Copy the records below word for word, from the line with "the horse forelock" up to and including the line with "x=357, y=275", and give only those lines.

--- START OF Exercise data ---

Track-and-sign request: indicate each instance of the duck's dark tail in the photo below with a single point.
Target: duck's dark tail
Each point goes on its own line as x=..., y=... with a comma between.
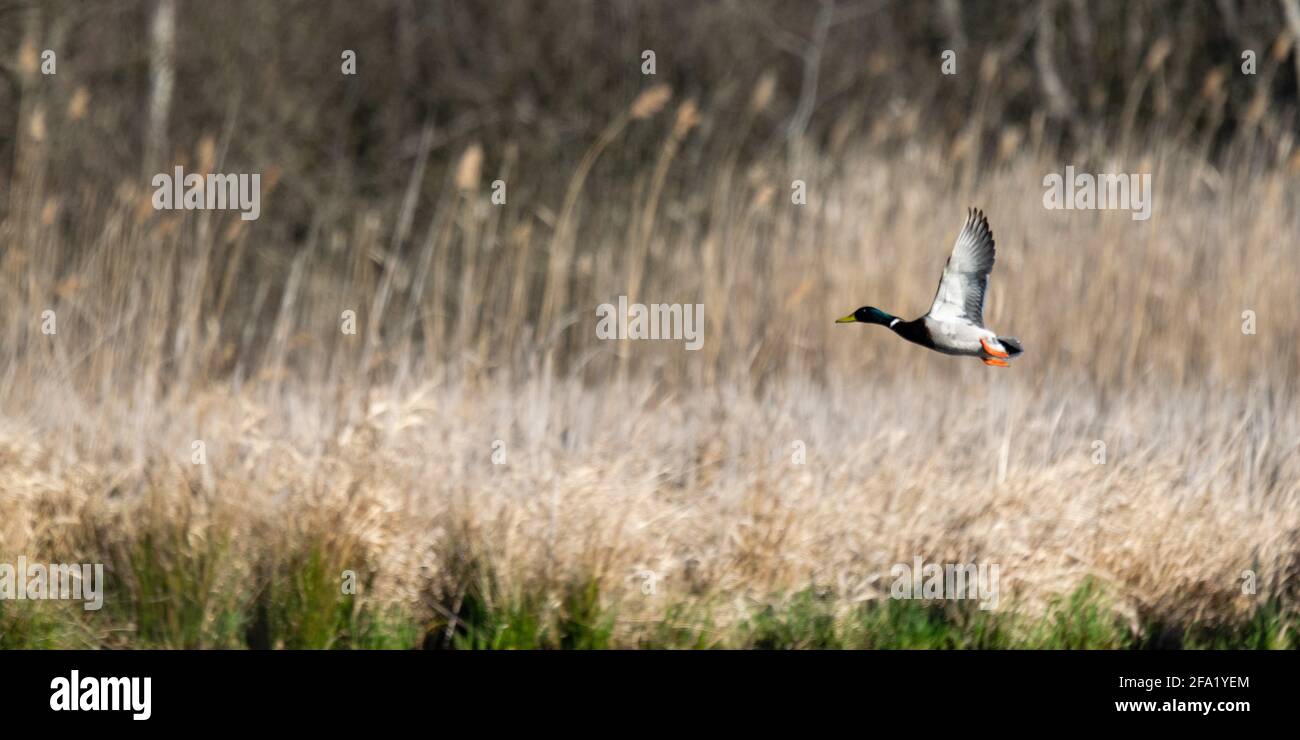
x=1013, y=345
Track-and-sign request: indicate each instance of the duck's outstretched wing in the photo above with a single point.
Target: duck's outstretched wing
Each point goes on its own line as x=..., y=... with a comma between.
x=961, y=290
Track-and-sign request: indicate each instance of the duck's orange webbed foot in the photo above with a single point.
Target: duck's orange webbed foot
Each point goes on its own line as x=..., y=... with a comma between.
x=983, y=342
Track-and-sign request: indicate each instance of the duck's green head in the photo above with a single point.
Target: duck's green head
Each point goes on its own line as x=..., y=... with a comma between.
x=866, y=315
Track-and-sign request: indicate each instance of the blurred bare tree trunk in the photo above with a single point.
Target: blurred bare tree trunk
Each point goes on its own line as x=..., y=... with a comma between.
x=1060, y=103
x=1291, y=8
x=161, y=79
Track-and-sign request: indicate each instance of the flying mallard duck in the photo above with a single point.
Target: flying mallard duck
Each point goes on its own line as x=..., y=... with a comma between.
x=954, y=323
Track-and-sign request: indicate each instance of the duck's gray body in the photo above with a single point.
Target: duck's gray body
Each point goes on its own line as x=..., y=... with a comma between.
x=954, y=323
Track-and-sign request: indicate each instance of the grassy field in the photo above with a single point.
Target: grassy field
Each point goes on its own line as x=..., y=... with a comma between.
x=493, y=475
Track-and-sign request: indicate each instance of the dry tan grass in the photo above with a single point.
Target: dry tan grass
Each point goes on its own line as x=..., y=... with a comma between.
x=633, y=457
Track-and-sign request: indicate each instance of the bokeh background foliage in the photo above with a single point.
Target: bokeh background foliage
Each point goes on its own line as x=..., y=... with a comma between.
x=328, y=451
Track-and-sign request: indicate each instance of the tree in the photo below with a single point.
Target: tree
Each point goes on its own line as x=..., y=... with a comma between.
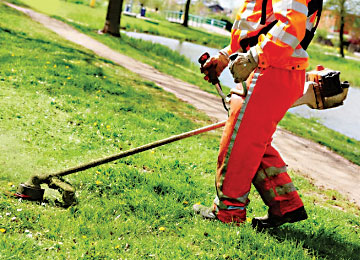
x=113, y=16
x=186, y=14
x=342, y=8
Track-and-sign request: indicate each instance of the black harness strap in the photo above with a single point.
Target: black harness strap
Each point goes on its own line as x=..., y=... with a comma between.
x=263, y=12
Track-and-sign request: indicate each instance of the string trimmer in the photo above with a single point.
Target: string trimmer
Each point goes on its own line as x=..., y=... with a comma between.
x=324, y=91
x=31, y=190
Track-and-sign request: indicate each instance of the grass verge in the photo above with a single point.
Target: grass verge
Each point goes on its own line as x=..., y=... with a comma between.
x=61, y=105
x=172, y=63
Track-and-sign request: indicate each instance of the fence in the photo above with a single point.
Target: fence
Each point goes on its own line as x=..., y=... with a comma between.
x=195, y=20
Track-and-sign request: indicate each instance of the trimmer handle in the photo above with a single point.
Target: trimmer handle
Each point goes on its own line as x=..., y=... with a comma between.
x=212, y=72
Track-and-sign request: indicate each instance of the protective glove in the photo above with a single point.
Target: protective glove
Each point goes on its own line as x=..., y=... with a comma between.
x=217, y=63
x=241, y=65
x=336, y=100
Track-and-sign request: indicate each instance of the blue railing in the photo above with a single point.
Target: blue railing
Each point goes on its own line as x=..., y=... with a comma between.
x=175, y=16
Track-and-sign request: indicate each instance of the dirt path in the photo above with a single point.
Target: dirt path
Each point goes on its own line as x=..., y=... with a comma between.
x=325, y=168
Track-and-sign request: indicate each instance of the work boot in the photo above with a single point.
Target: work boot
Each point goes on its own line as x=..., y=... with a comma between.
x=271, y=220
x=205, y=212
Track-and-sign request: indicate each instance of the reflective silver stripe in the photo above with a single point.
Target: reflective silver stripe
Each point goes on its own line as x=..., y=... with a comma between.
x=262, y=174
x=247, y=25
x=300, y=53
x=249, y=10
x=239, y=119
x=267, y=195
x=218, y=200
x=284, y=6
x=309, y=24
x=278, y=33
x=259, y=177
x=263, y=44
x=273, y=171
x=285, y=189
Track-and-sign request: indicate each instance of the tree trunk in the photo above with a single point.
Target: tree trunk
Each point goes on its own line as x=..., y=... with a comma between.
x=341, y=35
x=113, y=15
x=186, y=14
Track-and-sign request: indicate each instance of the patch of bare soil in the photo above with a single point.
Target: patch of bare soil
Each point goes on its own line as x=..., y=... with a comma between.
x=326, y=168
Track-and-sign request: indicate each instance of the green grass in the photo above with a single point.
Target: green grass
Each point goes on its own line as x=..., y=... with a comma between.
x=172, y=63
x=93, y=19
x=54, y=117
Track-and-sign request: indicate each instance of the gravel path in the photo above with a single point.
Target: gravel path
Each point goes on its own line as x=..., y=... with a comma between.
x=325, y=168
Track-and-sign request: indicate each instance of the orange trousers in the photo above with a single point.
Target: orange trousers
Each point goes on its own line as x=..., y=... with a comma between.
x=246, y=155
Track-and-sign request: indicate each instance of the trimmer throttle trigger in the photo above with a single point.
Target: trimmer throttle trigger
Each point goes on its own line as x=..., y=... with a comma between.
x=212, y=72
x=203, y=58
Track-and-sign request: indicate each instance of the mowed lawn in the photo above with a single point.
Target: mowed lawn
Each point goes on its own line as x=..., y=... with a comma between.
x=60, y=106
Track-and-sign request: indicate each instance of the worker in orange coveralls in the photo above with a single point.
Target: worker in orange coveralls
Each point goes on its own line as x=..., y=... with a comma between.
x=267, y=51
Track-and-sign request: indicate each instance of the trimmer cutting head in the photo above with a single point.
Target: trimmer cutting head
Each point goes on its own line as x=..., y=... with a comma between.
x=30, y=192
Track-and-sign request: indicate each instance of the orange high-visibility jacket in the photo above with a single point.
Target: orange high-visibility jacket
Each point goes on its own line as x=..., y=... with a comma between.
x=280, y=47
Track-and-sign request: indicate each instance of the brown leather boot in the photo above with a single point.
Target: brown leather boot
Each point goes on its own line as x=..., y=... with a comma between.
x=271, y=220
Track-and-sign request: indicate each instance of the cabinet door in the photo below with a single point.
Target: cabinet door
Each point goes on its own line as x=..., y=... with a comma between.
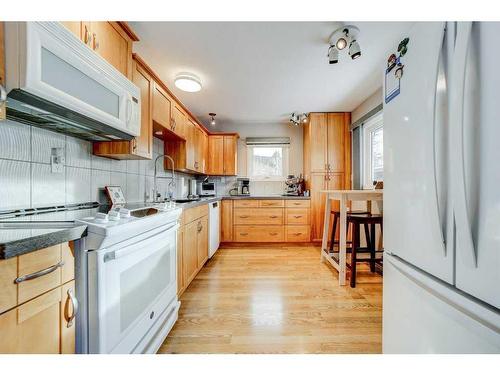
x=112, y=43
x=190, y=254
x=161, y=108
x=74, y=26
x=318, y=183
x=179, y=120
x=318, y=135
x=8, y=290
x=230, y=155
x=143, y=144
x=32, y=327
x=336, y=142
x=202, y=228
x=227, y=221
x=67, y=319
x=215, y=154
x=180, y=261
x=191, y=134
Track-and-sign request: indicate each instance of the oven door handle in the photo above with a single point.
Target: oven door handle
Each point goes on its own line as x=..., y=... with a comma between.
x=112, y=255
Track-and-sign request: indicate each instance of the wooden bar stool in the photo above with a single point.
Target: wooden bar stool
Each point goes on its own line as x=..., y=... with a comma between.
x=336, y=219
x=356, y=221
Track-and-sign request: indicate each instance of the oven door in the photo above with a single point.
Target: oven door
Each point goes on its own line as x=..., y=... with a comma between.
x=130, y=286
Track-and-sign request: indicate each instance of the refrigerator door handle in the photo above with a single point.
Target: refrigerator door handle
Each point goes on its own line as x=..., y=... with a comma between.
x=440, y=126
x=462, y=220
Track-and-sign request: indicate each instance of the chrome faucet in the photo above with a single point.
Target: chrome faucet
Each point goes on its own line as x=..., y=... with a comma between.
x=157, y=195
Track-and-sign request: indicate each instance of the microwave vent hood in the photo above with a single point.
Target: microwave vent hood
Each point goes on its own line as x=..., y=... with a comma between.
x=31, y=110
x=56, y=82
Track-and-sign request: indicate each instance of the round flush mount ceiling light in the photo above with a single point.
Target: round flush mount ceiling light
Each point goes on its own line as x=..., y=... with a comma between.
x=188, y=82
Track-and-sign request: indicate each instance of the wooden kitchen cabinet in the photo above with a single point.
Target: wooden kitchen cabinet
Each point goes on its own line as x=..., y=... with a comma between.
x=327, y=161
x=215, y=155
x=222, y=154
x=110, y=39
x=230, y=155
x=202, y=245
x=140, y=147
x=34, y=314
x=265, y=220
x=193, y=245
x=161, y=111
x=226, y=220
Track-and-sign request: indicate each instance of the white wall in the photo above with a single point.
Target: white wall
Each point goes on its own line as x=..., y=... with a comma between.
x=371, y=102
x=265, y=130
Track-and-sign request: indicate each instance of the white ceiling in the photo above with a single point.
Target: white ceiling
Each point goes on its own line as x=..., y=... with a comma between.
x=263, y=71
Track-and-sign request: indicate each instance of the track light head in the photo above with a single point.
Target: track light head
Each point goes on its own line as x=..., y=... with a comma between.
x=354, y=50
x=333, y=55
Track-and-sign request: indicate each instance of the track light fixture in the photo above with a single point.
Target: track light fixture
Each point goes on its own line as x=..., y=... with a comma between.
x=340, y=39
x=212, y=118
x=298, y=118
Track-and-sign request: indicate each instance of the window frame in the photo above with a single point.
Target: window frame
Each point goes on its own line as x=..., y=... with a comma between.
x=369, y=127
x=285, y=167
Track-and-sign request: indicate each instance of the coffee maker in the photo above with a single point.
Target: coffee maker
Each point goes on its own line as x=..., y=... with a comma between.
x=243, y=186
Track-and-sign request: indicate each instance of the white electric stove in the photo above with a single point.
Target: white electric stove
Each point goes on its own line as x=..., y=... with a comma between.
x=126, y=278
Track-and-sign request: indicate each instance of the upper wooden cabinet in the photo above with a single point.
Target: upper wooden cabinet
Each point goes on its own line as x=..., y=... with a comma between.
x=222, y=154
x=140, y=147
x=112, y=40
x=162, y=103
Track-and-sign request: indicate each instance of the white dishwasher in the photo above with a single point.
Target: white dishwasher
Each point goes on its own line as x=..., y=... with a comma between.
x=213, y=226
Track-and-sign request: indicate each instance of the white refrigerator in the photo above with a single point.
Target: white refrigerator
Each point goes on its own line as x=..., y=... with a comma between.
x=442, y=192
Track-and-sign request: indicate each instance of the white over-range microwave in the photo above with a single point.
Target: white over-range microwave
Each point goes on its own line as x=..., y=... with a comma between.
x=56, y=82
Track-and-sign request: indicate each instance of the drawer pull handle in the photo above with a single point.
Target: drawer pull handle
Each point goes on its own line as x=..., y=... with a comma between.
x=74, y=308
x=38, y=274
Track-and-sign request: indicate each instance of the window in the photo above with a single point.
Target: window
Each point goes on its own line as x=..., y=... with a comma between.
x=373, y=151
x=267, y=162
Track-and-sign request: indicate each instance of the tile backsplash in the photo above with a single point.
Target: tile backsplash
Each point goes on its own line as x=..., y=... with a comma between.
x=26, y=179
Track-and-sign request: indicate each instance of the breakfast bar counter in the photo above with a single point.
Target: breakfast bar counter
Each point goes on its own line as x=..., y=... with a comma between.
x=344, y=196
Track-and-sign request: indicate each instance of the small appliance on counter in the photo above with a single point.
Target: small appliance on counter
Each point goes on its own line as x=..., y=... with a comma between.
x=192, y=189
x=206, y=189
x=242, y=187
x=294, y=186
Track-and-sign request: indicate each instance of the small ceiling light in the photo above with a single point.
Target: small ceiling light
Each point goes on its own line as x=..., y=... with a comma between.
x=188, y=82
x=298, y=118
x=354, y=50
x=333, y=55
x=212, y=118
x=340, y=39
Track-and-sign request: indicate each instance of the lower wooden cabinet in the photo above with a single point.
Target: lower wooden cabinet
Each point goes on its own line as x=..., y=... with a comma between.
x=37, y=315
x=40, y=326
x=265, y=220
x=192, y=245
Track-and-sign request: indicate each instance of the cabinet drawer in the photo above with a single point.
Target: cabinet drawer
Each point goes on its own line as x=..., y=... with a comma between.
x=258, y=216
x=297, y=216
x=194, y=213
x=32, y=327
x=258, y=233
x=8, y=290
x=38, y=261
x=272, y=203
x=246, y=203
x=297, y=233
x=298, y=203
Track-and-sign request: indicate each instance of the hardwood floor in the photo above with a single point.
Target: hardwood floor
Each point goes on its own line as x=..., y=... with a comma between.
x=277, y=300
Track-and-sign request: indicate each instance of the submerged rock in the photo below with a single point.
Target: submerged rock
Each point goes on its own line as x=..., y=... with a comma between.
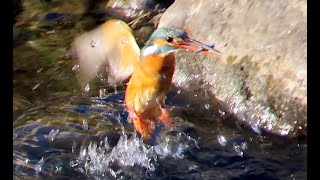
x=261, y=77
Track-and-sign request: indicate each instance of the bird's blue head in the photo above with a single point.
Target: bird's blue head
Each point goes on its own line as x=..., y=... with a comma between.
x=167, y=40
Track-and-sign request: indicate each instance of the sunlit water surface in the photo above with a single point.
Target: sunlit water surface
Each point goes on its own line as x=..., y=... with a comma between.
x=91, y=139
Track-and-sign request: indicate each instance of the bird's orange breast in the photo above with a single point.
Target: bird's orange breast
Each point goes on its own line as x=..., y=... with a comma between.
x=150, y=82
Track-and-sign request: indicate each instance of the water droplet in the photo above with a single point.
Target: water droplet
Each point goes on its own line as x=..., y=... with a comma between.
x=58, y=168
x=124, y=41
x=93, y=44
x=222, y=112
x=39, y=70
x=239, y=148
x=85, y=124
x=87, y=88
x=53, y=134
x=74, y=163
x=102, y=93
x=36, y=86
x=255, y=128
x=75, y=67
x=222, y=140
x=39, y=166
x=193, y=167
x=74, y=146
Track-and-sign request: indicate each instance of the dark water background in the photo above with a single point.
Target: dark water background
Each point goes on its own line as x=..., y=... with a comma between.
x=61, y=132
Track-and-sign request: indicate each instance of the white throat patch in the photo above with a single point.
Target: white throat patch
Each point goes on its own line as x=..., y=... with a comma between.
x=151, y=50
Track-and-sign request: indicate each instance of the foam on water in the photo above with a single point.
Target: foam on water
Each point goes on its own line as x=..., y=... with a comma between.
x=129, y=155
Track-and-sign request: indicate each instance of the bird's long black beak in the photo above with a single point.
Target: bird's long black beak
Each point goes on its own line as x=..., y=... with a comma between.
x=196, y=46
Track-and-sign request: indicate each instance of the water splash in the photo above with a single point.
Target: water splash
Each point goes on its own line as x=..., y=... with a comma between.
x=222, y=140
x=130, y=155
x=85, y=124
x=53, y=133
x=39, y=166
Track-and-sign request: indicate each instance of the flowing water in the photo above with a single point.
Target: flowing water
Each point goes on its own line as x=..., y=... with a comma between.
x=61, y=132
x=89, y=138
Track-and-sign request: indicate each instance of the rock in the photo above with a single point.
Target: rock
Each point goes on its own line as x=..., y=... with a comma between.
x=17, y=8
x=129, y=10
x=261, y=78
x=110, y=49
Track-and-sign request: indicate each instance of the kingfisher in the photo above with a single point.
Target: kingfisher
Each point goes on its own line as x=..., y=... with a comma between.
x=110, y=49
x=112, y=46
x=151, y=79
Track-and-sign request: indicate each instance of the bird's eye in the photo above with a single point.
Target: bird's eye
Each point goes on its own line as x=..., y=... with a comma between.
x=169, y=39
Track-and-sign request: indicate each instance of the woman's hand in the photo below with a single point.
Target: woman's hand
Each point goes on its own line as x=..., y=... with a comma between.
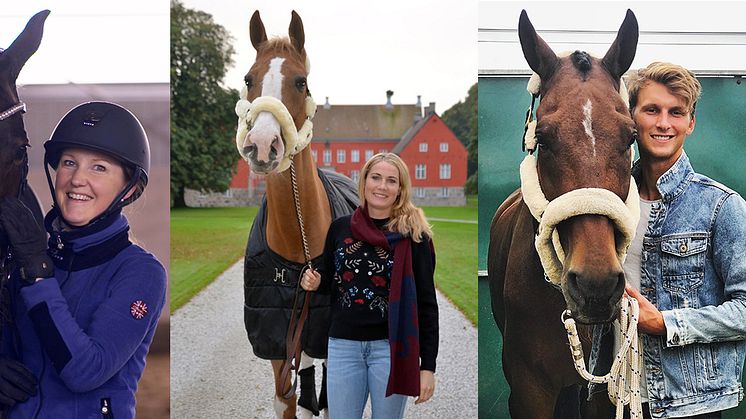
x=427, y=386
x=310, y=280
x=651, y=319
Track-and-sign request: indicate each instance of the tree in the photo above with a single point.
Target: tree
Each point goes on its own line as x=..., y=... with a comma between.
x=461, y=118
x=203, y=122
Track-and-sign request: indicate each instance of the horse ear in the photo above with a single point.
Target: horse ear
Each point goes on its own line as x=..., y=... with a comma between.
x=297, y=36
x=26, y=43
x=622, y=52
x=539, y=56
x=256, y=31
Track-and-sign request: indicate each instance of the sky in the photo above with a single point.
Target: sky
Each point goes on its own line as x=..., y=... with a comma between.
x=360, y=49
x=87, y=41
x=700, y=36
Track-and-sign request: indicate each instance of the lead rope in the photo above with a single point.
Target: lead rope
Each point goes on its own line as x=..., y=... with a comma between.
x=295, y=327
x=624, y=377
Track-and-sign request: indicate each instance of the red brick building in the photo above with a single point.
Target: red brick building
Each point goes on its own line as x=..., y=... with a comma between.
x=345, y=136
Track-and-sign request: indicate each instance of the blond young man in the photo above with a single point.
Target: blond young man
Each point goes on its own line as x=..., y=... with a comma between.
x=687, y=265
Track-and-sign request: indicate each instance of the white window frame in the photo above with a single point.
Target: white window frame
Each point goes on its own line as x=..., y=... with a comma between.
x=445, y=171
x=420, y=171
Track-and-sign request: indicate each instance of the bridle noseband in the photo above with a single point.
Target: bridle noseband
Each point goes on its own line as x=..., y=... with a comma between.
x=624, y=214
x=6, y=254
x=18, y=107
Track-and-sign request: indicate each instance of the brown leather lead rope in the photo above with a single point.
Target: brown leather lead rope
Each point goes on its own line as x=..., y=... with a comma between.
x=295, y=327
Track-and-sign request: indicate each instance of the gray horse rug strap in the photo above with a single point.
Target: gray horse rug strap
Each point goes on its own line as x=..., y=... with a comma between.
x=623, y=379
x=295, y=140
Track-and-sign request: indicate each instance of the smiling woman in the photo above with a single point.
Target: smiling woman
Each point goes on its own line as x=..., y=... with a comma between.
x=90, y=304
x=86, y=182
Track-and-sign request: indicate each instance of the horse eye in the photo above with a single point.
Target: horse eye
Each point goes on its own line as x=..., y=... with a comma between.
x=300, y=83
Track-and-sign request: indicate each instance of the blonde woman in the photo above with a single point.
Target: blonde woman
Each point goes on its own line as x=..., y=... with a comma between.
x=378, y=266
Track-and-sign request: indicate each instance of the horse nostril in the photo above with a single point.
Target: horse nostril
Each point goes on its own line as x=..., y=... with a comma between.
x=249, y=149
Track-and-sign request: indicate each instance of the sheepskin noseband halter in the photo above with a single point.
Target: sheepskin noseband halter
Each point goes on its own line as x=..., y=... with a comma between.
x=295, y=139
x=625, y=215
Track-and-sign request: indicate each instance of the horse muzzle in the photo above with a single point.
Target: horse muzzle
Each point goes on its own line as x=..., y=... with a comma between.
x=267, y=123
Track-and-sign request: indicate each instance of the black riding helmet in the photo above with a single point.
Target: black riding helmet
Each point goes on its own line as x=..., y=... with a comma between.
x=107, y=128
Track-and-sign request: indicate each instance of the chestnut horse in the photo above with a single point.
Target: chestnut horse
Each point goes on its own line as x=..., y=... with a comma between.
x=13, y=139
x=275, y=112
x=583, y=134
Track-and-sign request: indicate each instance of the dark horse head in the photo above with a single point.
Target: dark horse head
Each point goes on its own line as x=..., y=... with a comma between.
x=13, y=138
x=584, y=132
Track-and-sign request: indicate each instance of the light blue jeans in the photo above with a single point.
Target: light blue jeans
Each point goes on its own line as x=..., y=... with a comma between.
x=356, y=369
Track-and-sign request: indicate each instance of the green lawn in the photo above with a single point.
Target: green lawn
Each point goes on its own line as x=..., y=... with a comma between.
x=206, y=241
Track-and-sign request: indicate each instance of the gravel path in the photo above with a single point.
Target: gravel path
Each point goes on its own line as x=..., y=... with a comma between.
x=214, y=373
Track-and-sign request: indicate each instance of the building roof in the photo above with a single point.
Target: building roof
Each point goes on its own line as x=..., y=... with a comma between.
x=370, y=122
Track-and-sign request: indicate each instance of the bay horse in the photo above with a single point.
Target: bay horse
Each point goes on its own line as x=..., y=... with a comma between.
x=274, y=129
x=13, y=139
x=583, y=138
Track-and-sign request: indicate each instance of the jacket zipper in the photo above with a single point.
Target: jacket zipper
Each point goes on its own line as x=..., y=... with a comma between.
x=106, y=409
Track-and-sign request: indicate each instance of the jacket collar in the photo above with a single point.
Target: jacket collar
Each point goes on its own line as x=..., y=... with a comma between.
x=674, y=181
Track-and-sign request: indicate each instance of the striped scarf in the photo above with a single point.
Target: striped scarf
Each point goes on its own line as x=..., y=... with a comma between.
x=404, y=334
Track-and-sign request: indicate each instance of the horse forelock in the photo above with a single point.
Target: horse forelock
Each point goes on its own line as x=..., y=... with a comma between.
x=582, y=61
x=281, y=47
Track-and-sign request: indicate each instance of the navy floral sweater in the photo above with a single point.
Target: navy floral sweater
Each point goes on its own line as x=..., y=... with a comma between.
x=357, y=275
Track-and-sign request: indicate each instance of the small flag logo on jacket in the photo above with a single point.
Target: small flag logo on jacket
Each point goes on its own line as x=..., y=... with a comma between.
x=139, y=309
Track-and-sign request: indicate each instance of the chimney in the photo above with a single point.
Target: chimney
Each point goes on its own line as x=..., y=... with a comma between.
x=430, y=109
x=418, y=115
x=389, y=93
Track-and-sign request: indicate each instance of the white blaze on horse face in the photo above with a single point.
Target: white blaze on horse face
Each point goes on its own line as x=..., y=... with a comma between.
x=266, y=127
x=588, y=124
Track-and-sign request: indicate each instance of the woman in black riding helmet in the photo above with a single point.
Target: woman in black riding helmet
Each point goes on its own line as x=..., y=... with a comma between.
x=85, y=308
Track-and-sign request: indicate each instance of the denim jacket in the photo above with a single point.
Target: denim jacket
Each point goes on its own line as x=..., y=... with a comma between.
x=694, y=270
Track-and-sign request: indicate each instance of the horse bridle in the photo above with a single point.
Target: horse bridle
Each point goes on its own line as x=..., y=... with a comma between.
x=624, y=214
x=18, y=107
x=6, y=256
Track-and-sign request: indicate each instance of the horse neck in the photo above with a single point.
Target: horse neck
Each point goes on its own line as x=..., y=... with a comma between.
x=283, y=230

--- END OF Exercise data ---

## [Correct output]
Track-and-sign request: indicate each instance of the horse forelock in the photo above with a single point.
Target: horse forelock
Each point goes on its own line as x=..., y=... with a comma between.
x=582, y=61
x=281, y=47
Track-and-sign request: indicate each instance of the navy floral sweater in the photo above with a single point.
Target: navy floral sweater
Each point goes on its own line as x=..., y=... with a comma between.
x=357, y=275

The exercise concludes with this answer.